= UEFA Euro 2008 bids =

Bidding process for 2008 UEFA European Football Championship

The bidding process for UEFA Euro 2008 ended on 12 December 2002 when a joint bid from Austria and Switzerland was selected as the host.

==History==
When the deadline for bids to be entered closed in June 2002, seven bids representing twelve countries had been submitted:
- AUT SWI Austria–Switzerland (joint bid)
- BIH CRO Bosnia and Herzegovina–Croatia (joint bid)
- GRE TUR Greece–Turkey (joint bid)
- DEN FIN NOR SWE Denmark–Finland–Norway–Sweden (joint bid titled Nordic 2008)
- HUN Hungary
- RUS Russia
- SCO IRL Scotland–Republic of Ireland (joint bid)

__________

» Given exercise 1:
Tally the lines of the records that contain the string "floor", and give only the number.
The text and the records come from separate, unrelated sources.

» Region annotation items:
__________

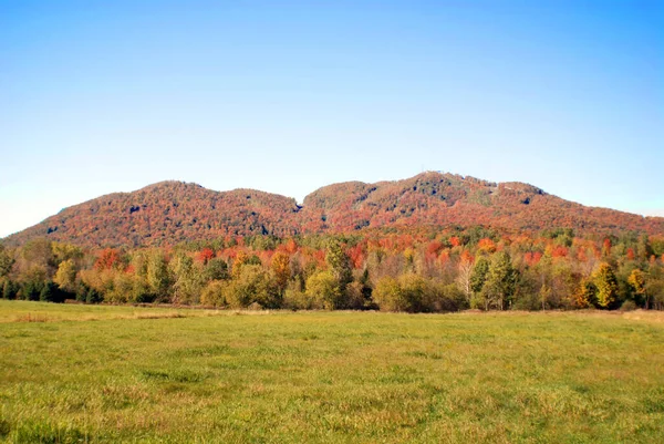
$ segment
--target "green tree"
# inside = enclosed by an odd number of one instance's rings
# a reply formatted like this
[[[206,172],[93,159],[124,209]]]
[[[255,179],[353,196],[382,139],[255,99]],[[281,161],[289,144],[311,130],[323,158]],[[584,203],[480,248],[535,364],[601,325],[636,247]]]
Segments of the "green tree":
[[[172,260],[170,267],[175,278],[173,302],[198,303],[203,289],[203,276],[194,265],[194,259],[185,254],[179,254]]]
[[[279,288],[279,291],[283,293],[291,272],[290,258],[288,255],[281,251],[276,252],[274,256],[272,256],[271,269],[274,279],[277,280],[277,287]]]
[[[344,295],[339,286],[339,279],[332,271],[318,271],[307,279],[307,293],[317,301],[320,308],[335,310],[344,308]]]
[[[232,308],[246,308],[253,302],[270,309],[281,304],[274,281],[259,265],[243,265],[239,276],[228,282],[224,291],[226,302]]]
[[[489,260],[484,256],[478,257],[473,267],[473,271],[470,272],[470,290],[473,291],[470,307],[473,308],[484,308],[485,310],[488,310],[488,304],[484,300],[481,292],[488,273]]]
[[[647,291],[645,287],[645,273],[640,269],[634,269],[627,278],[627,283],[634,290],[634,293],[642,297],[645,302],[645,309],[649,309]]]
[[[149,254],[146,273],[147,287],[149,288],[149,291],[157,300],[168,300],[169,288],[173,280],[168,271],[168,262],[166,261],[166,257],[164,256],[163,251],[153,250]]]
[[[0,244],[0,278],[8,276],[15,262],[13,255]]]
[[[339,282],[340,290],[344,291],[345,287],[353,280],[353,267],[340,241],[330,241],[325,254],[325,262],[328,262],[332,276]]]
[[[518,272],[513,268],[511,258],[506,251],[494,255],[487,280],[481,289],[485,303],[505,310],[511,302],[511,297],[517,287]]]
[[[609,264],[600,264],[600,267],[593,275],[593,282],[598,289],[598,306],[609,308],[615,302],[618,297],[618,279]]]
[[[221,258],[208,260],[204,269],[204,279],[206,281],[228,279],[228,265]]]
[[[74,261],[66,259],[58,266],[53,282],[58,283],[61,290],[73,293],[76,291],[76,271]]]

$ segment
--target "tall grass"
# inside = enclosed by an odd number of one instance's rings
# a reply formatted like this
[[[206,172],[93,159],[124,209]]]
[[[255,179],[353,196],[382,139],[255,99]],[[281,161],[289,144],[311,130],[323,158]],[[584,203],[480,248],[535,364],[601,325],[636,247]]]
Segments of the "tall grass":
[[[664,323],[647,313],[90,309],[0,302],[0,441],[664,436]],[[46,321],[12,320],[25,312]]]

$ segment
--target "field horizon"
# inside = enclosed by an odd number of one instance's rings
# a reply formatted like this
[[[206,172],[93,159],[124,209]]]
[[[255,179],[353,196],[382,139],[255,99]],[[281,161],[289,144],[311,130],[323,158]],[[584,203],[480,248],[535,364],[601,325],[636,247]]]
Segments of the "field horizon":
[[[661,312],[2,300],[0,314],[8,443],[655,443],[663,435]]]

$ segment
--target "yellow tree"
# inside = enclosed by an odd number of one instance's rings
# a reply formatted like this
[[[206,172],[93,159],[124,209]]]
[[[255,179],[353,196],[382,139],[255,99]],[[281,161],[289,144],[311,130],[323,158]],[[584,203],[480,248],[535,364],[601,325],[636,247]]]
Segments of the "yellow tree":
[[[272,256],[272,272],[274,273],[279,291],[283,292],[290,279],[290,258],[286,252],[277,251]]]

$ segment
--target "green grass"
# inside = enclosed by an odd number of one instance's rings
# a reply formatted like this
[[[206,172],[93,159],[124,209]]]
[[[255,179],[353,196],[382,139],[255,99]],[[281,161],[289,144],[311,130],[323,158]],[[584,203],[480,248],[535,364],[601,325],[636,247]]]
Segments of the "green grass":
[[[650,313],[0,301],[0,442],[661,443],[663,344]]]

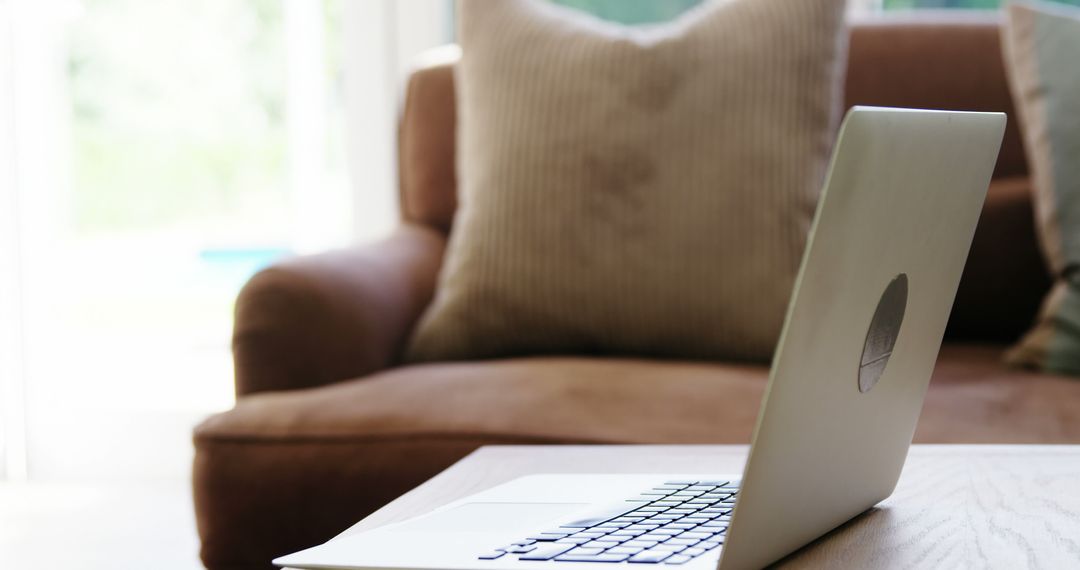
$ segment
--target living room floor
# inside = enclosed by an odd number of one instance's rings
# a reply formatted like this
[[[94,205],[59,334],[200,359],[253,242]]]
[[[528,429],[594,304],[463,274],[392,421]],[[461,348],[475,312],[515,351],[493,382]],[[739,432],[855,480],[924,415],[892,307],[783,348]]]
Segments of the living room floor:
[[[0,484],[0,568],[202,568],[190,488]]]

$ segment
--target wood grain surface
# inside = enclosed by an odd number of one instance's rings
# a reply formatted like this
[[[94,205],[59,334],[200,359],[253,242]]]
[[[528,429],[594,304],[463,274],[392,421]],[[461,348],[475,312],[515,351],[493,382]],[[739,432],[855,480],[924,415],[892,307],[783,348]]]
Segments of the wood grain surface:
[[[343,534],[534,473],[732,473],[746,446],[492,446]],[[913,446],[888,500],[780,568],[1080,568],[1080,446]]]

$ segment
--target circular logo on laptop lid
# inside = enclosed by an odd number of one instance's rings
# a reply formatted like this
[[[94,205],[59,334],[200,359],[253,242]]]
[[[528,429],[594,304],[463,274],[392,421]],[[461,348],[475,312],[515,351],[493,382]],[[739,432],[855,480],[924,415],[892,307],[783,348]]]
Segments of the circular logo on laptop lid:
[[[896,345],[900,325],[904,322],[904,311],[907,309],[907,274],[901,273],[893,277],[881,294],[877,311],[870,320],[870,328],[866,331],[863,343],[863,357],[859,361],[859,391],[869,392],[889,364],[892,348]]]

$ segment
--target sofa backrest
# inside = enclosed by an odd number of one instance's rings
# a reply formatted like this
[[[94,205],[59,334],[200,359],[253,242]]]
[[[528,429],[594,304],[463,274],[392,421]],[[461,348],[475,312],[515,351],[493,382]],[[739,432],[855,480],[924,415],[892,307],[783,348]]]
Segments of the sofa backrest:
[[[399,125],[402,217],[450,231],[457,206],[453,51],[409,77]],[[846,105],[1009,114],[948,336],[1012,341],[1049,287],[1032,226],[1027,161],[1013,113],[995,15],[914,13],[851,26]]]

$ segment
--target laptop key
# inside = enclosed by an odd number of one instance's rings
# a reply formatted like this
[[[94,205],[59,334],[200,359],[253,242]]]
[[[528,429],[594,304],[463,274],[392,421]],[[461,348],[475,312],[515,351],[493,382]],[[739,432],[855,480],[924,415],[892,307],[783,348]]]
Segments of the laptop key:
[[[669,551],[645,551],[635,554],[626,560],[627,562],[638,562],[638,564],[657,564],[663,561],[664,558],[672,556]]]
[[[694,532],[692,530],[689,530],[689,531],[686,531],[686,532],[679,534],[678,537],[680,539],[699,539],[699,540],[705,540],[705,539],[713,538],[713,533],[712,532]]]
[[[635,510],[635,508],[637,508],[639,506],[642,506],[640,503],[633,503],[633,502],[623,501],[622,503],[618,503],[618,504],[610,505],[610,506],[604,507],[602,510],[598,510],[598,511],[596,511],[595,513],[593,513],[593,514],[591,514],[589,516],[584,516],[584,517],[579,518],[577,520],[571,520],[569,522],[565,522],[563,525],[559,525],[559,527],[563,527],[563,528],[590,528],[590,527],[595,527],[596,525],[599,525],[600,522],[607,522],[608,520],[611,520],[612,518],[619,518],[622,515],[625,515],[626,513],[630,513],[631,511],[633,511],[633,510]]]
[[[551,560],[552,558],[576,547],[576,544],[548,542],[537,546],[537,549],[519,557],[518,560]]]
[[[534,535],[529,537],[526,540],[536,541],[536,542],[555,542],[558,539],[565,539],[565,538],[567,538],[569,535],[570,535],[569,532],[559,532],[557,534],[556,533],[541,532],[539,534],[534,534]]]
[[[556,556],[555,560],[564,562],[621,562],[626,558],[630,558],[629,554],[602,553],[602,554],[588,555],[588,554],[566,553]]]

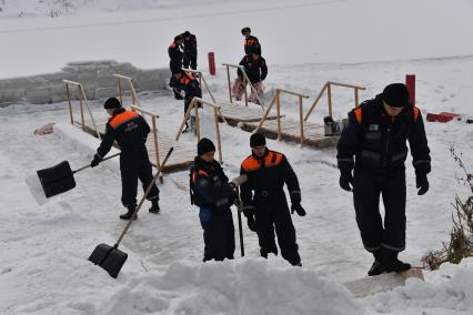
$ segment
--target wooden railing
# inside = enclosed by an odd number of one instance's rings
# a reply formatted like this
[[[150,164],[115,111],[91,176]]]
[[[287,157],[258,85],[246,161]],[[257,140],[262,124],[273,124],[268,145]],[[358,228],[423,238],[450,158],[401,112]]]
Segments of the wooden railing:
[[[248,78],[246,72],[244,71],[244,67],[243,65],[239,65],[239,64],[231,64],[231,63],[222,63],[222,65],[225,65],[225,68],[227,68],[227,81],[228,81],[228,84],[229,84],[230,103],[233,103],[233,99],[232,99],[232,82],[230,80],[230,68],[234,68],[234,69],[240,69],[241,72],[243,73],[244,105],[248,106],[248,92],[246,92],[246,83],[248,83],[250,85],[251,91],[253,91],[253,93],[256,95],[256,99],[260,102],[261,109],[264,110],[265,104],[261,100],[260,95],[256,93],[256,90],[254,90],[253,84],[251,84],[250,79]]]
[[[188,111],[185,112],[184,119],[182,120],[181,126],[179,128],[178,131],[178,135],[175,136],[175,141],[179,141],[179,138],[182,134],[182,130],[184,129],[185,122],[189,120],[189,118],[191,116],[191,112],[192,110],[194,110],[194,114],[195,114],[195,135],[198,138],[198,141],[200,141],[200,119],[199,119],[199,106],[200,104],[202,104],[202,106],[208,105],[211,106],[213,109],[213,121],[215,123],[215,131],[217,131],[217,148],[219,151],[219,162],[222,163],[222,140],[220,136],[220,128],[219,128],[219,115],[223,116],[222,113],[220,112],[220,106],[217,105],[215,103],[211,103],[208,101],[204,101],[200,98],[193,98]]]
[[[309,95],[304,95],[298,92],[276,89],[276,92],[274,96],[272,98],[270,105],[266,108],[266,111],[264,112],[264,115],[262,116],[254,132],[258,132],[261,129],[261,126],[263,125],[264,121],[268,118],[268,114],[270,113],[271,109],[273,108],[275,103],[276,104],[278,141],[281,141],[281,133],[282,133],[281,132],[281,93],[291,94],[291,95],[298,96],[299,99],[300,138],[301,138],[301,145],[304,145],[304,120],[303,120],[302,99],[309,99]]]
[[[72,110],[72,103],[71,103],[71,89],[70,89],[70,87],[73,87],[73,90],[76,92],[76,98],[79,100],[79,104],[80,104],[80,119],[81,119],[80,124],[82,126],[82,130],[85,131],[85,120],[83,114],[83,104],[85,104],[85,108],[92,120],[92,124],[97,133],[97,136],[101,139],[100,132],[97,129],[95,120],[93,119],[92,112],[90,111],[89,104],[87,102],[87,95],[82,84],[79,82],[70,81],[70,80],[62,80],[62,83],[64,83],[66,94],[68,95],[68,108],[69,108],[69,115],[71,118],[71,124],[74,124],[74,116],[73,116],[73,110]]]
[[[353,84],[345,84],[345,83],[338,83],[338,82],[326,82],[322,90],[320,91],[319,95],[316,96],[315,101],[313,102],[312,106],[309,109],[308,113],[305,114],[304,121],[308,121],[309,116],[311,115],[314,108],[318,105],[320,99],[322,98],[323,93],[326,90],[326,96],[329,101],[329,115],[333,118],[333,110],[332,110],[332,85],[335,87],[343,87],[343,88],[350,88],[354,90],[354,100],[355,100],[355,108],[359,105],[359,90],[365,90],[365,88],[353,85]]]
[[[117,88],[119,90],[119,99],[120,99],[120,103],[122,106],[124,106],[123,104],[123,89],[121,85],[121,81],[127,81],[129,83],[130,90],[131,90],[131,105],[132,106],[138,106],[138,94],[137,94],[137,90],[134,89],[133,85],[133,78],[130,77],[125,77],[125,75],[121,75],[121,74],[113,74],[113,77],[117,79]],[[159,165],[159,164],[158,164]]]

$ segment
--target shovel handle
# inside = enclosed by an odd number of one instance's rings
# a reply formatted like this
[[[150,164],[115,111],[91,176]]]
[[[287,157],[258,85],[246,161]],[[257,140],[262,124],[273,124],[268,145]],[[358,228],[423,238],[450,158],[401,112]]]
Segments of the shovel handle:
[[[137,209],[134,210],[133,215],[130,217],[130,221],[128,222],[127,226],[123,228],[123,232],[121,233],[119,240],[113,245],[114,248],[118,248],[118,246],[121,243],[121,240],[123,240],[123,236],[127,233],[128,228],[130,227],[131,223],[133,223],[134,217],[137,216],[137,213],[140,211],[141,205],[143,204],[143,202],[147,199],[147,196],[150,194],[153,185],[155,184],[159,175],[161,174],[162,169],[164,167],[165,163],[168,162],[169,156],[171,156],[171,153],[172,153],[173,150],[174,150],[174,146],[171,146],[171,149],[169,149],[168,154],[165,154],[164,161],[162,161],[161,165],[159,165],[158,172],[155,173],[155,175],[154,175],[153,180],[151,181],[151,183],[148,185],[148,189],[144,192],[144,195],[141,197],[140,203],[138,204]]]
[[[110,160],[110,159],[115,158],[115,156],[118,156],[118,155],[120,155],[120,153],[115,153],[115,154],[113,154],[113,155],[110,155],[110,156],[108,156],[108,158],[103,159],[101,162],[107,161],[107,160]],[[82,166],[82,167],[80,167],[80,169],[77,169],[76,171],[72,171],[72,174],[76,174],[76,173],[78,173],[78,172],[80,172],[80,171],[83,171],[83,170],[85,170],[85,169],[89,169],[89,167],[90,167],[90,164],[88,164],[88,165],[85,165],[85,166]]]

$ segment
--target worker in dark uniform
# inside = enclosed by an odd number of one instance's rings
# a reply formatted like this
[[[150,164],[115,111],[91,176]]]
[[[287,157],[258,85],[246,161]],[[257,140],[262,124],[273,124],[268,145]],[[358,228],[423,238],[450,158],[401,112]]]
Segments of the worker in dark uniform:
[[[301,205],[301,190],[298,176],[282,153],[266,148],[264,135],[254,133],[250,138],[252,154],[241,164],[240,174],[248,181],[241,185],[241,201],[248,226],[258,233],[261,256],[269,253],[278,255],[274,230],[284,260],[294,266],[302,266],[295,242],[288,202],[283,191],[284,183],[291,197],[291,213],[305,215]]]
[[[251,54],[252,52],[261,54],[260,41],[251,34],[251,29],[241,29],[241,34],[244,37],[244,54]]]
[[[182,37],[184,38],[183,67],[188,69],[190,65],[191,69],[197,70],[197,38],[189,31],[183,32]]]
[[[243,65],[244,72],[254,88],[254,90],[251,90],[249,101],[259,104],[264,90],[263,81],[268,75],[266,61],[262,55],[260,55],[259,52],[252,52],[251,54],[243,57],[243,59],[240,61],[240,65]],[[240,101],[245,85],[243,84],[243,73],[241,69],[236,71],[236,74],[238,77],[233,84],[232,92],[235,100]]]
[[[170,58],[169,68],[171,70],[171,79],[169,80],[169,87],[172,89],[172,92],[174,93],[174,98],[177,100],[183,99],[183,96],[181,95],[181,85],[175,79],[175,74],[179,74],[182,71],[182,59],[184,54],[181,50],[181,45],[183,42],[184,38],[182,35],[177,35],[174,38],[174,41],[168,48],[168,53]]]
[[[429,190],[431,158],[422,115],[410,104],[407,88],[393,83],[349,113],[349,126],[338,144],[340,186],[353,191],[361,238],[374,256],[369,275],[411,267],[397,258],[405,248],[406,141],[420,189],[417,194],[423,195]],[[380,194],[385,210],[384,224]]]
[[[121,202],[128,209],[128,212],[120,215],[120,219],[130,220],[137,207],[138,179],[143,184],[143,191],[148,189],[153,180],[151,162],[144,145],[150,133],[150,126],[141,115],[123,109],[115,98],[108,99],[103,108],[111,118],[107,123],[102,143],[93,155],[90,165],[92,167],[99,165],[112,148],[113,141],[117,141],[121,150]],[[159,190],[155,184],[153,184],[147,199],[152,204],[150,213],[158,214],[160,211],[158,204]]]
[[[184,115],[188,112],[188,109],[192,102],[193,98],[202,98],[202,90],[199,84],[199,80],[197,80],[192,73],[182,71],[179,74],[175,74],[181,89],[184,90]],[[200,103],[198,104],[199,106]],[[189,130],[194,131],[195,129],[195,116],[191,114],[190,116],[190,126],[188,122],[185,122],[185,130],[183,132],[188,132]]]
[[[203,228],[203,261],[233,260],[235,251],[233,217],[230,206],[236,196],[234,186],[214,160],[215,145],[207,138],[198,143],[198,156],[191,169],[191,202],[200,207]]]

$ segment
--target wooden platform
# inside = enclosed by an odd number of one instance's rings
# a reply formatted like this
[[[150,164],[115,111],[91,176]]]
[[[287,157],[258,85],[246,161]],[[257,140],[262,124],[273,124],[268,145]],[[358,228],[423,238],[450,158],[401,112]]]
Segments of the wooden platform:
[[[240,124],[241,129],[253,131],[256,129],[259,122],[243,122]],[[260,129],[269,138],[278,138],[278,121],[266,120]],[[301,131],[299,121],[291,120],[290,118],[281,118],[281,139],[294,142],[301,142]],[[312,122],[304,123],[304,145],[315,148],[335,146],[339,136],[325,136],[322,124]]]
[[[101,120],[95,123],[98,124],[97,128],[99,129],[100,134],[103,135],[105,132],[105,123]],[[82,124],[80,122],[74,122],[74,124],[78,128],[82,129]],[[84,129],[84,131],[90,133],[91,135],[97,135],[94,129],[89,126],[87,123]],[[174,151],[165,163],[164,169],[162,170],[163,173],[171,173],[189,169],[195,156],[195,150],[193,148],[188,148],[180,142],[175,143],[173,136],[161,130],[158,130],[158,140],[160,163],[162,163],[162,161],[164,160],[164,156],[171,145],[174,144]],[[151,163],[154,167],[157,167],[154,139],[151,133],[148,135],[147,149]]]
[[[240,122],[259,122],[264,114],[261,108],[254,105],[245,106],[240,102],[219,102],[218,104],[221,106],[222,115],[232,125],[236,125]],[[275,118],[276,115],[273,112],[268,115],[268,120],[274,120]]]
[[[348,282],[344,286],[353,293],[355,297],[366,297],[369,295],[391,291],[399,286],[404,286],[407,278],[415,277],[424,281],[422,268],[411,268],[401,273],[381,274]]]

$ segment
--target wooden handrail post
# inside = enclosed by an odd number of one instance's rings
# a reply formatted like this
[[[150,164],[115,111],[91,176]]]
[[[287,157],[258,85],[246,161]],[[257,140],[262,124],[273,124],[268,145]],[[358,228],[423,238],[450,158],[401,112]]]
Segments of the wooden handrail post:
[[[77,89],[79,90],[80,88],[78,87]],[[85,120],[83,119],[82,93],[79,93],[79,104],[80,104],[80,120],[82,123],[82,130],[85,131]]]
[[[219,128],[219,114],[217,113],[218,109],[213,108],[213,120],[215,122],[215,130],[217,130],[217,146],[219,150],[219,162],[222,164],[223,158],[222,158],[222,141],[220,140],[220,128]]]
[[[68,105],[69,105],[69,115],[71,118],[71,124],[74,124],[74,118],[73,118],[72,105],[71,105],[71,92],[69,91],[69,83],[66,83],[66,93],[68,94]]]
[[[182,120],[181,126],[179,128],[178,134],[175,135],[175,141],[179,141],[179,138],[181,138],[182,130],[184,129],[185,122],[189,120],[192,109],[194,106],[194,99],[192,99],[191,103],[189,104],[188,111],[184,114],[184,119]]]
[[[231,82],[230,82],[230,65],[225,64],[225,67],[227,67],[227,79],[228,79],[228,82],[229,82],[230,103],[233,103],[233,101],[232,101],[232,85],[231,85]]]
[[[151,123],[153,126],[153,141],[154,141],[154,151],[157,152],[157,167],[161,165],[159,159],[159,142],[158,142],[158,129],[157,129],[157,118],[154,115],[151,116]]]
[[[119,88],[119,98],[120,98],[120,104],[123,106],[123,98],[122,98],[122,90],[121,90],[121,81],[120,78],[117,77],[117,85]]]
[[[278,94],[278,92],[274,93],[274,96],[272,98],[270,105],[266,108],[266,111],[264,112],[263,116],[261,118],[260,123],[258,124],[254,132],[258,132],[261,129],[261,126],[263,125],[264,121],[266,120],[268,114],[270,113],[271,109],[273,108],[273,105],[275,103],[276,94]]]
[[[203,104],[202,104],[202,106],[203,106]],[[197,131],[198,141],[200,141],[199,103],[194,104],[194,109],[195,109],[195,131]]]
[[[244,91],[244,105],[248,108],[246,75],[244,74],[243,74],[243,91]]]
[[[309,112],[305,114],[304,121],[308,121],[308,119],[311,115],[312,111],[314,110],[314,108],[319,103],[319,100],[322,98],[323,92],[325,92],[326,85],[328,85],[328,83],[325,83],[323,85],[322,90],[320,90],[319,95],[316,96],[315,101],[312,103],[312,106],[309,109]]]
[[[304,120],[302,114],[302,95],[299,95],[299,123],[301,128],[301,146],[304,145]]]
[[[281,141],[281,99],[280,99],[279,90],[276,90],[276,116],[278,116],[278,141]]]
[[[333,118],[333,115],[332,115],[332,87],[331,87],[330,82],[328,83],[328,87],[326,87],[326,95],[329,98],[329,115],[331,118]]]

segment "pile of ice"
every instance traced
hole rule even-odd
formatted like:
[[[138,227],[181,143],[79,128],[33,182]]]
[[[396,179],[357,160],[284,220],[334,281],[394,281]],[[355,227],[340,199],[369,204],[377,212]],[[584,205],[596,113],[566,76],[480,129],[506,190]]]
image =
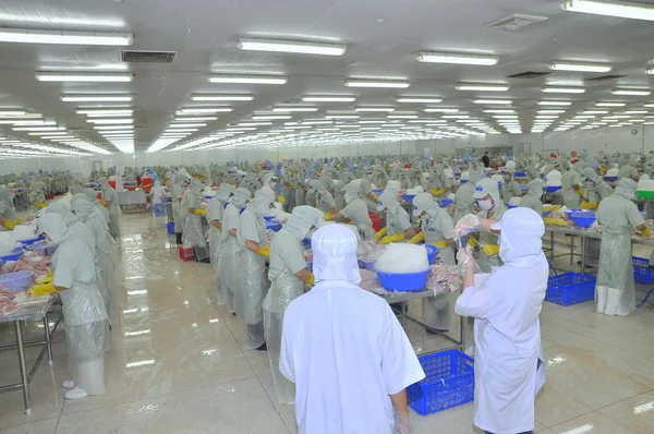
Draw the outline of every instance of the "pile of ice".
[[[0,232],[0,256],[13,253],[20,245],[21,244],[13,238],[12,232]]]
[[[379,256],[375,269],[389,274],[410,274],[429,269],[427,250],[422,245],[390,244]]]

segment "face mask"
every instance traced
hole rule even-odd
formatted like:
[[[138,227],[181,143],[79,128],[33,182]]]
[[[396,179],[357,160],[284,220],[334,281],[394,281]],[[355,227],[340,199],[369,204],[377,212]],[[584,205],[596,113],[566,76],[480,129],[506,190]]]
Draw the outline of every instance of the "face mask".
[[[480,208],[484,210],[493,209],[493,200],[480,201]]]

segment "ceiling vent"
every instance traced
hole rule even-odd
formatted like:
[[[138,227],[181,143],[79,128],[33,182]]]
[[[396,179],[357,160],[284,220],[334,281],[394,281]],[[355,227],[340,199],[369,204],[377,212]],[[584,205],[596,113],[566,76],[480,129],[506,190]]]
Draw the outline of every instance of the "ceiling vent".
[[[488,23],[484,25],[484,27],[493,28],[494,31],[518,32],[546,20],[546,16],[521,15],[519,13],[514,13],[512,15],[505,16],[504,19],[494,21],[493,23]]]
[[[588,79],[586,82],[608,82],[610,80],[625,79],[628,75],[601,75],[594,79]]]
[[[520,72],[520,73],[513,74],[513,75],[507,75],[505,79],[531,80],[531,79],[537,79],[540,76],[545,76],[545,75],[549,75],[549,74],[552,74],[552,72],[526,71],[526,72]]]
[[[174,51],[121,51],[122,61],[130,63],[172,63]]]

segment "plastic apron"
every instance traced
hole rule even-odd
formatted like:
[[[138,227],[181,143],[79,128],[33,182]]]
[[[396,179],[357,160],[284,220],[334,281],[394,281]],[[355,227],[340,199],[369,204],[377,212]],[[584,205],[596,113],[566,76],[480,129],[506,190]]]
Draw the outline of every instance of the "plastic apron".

__________

» Given exercise 2:
Write out everything in the Euro 2008 bidding text from "Bidding process for 2008" down to "Austria–Switzerland (joint bid)".

» Worked solution 1:
2

» Worked solution 2:
Bidding process for 2008 UEFA European Football Championship

The bidding process for UEFA Euro 2008 ended on 12 December 2002 when a joint bid from Austria and Switzerland was selected as the host.

==History==
When the deadline for bids to be entered closed in June 2002, seven bids representing twelve countries had been submitted:
- AUT SWI Austria–Switzerland (joint bid)